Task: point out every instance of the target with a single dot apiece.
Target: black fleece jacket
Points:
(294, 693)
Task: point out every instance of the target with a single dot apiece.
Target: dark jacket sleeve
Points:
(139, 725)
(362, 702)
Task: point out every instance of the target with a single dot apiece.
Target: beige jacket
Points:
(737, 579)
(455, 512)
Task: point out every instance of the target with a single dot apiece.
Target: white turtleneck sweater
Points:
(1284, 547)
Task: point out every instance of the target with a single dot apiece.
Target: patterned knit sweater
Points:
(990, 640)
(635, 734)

§ INSTRUCTIONS FOR THE TASK: All of the entries above should be written out again exactly.

§ SOLUTION TO THIS PROBLEM:
Task: point out every instance of the target with a single dot apiece.
Target: black fleece jacket
Points:
(294, 693)
Task: point out every instance of the target with a single dot apiece.
Target: dark jacket sleeve
Points:
(139, 725)
(362, 702)
Task: point out every instance of the target with a single dot apiece.
Target: beige jacket
Points:
(737, 579)
(455, 512)
Task: point out every instance of the target with a single dot apiece.
Target: white turtleneck sweater
Points:
(1284, 547)
Task: point out every instance of the target with a single dot apiece.
Target: patterned knit sweater
Points:
(990, 640)
(635, 734)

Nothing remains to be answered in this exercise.